Your objective: In the records below, find the line containing "Where can the wheel"; give it again exactly, along with every line that follows, and nothing else.

Records provided:
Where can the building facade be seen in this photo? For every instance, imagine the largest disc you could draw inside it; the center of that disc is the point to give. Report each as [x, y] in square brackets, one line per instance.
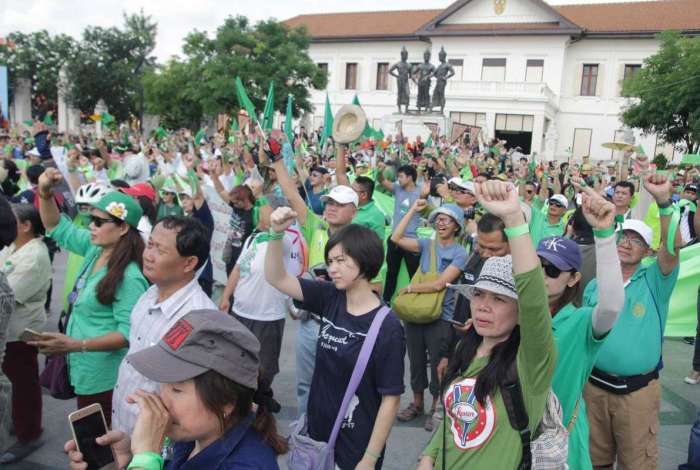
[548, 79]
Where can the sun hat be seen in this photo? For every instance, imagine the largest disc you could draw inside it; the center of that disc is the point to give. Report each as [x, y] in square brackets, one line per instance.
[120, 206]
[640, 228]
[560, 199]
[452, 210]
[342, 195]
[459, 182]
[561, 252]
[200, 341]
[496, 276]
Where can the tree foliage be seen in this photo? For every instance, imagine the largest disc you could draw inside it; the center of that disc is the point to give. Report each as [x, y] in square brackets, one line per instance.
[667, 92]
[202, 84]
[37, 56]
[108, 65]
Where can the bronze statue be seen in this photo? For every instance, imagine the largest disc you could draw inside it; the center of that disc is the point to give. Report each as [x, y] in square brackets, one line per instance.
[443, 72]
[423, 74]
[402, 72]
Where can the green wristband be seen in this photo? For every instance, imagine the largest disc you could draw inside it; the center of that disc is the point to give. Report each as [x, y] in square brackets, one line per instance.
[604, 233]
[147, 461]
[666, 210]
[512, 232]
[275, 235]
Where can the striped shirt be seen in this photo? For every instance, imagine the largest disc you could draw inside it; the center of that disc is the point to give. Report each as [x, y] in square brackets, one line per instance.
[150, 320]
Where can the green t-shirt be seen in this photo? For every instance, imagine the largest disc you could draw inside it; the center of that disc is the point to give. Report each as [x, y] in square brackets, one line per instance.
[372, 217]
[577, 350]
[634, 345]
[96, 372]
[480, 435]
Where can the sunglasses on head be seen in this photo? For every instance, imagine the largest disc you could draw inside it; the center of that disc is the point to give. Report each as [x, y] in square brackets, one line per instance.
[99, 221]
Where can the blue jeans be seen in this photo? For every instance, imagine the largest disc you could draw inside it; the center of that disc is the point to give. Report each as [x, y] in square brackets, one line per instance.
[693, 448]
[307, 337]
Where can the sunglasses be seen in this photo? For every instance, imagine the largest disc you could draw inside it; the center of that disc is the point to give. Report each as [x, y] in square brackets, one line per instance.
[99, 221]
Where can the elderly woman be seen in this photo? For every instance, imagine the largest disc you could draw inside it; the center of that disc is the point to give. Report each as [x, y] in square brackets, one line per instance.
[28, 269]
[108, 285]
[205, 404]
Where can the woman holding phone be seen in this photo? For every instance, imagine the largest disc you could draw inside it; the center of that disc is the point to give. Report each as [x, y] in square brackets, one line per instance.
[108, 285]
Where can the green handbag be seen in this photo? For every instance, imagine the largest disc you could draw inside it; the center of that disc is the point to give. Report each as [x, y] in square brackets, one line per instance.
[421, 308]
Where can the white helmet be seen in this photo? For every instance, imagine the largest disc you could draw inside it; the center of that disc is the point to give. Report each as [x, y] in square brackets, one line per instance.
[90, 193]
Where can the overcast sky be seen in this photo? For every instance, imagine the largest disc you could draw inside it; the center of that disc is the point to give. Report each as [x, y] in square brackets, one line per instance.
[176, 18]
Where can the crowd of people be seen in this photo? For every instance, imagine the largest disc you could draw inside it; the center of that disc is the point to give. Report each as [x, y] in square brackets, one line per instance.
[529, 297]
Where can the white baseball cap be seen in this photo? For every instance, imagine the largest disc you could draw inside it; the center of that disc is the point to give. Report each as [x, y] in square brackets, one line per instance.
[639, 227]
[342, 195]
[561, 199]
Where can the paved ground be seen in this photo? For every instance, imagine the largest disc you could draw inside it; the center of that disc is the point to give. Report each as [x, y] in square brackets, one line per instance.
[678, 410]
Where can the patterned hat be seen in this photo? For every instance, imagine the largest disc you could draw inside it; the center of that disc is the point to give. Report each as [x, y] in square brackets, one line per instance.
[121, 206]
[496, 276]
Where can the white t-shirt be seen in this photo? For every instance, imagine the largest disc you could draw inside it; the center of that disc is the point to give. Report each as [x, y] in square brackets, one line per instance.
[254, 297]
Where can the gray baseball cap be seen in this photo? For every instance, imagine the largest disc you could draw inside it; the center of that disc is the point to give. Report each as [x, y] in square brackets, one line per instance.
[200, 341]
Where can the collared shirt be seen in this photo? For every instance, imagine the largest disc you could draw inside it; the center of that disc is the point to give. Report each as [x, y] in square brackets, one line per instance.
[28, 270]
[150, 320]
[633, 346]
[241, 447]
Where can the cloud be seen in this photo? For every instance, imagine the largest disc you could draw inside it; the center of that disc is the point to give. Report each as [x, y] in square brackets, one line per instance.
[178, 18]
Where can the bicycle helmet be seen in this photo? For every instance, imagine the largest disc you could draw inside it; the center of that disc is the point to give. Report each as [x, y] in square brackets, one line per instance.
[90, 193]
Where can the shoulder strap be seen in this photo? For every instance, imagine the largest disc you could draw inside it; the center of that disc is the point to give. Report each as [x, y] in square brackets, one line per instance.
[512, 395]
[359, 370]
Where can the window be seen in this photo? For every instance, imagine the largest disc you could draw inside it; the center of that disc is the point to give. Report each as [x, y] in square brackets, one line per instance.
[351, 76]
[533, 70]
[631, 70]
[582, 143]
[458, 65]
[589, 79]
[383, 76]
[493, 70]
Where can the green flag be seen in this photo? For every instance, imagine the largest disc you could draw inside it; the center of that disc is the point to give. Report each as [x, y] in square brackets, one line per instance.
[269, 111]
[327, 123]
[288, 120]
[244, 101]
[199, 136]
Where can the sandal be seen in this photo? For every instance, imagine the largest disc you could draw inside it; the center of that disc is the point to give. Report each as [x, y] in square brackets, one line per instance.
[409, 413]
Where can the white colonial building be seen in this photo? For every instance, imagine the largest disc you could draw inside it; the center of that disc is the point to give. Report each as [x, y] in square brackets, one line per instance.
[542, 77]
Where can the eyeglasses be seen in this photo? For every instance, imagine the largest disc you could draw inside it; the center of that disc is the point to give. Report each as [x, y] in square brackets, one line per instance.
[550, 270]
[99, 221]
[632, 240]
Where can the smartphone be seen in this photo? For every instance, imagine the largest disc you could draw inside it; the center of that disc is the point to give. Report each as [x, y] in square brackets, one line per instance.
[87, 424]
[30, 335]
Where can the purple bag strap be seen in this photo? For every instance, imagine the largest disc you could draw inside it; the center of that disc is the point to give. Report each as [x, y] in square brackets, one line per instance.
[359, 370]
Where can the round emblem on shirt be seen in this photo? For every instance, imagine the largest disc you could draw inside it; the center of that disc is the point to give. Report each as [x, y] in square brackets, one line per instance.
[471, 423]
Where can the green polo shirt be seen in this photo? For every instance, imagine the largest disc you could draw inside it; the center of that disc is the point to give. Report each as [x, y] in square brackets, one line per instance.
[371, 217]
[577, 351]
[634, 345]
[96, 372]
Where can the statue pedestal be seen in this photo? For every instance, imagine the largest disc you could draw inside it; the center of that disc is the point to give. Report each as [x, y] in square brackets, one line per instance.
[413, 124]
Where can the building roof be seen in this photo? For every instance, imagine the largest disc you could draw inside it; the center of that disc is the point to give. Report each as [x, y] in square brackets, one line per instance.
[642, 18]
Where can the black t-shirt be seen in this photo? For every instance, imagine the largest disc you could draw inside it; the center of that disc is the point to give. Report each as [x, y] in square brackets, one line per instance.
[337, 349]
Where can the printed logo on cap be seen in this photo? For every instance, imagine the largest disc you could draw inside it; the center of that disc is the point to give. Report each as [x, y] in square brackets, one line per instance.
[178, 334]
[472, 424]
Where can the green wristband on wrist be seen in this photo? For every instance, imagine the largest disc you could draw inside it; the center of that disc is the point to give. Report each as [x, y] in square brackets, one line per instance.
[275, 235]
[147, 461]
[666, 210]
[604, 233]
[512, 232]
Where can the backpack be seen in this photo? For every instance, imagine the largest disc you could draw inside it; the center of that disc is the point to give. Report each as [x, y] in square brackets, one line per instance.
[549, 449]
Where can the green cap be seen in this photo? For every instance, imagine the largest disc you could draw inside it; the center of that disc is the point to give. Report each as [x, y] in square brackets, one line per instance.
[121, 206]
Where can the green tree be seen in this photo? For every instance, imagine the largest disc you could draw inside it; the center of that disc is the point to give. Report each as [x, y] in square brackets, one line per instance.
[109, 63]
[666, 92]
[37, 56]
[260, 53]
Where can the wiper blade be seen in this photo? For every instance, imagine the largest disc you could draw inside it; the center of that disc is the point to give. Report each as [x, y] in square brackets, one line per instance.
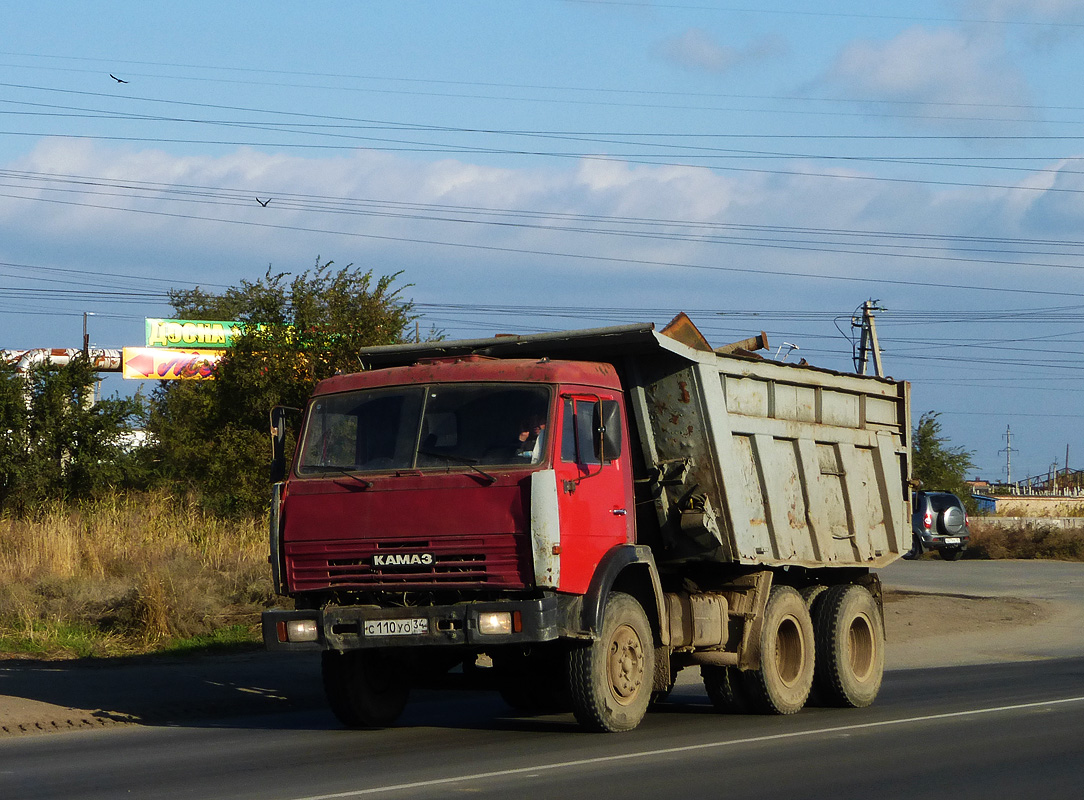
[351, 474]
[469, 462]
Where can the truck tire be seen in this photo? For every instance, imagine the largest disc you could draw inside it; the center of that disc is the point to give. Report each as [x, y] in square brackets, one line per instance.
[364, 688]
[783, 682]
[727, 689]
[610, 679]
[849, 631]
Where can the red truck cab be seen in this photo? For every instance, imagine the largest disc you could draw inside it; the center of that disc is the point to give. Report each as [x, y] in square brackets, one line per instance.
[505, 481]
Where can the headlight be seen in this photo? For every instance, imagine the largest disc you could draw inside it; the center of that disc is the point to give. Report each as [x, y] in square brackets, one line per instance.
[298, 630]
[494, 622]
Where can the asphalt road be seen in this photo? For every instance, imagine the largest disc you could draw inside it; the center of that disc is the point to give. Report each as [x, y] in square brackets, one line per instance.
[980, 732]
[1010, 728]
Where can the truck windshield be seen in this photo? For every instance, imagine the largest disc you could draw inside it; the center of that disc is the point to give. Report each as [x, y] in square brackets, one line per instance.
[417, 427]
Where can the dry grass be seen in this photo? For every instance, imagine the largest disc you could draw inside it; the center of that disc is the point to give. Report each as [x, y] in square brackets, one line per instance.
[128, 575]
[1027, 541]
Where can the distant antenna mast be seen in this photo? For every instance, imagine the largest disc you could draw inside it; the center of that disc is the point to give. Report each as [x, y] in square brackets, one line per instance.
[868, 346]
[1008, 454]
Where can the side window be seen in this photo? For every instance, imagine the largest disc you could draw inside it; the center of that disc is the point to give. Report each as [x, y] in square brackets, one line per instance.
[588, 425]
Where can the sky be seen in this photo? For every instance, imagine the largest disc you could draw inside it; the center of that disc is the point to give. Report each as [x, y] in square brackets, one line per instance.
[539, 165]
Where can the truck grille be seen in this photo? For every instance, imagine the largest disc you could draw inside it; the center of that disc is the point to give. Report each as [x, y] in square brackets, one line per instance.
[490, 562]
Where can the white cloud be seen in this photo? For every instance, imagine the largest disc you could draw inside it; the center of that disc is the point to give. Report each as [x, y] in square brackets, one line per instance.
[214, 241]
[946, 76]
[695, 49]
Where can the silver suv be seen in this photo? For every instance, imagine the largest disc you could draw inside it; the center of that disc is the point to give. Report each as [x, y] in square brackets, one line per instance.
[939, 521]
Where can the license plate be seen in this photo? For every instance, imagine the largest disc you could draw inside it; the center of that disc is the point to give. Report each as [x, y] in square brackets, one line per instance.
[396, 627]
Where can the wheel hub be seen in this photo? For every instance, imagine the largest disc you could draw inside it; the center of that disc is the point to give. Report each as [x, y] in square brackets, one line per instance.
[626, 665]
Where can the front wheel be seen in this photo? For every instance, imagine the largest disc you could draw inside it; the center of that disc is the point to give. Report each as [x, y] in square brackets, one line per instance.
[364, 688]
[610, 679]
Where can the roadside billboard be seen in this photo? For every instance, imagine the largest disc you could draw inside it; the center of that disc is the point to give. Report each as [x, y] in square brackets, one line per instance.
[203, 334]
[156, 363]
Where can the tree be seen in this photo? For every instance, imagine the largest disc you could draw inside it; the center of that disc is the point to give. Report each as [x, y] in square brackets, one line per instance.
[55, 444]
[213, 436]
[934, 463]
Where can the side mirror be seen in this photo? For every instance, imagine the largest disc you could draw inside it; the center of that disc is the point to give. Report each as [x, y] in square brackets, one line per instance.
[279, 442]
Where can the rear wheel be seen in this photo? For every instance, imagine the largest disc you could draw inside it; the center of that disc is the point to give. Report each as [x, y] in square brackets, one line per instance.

Exercise answer:
Where can the wheel hub be seen in this photo? For every instance, imagine the largest disc you could draw inside it; the center of that disc is the point to give. Report each as [x, y] in square brackets, one line per instance.
[626, 665]
Where can the front wheel be seen in this photo? For every instance, imagine the largest disc you could draw inside it; the center of that disc is the point to give. Report each as [x, y] in square brackets, one line per instance.
[364, 688]
[610, 679]
Where can the roadside billboard be seen in this photo? For every instance, imagine the largest disc you could draw inside it; the center of that disc is the point to give. Report each as [x, y] in square brackets, one line per instance.
[203, 334]
[156, 363]
Where can the tree be seen in this photo? For every instance, imagine the largest disc you could draw inside it; the center of that disc is the point to give. Report each as [x, y] in square brackets, one line per instance.
[55, 444]
[213, 436]
[934, 463]
Where can the side mirror be seen in this photo? For every instance, imagine the largest disc you could draw inside it; the center of that disc is the point to give. Report each as [x, y] in square brackets, one line per instance.
[279, 442]
Where can the rear wheel be seen in this photo? For every instance, imagine the largest disc you could draw inside it; the center of that disc is the point to give. Report each as [x, y] in square brackets, one line per instance.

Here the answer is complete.